- _Data_:
+--

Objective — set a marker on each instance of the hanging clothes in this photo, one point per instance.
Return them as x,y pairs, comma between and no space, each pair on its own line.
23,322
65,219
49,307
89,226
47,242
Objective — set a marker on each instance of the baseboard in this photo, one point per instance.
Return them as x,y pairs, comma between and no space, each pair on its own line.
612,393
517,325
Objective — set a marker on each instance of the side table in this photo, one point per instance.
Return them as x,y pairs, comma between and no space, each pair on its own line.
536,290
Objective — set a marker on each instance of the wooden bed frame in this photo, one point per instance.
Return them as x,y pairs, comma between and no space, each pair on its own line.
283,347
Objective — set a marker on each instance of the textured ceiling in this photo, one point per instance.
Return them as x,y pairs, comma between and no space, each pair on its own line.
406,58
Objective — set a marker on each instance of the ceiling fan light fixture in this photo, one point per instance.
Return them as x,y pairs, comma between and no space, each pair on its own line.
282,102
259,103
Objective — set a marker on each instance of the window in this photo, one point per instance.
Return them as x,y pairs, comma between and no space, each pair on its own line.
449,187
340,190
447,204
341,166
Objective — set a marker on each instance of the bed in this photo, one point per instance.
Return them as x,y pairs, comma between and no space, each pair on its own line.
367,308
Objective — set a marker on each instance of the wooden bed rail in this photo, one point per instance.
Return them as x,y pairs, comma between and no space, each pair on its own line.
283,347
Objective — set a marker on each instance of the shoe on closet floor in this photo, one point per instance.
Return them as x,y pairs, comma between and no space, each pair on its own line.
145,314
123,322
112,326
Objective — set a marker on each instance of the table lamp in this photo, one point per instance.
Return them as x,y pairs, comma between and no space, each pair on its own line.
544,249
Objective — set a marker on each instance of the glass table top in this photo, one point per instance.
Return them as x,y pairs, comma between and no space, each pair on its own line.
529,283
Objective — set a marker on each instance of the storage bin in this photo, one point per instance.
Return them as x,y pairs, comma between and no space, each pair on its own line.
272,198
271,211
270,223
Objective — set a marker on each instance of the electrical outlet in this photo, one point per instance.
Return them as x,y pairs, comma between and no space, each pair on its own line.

+--

Your answer should consist of every line from the entries that holds "ceiling".

- _Written solution_:
Objective — set a marker on each instance of the textured ceiling in this photo, one point per instance.
Objective — set a marker on each instance of the ceiling fan light fixture in this photo, one point per instance.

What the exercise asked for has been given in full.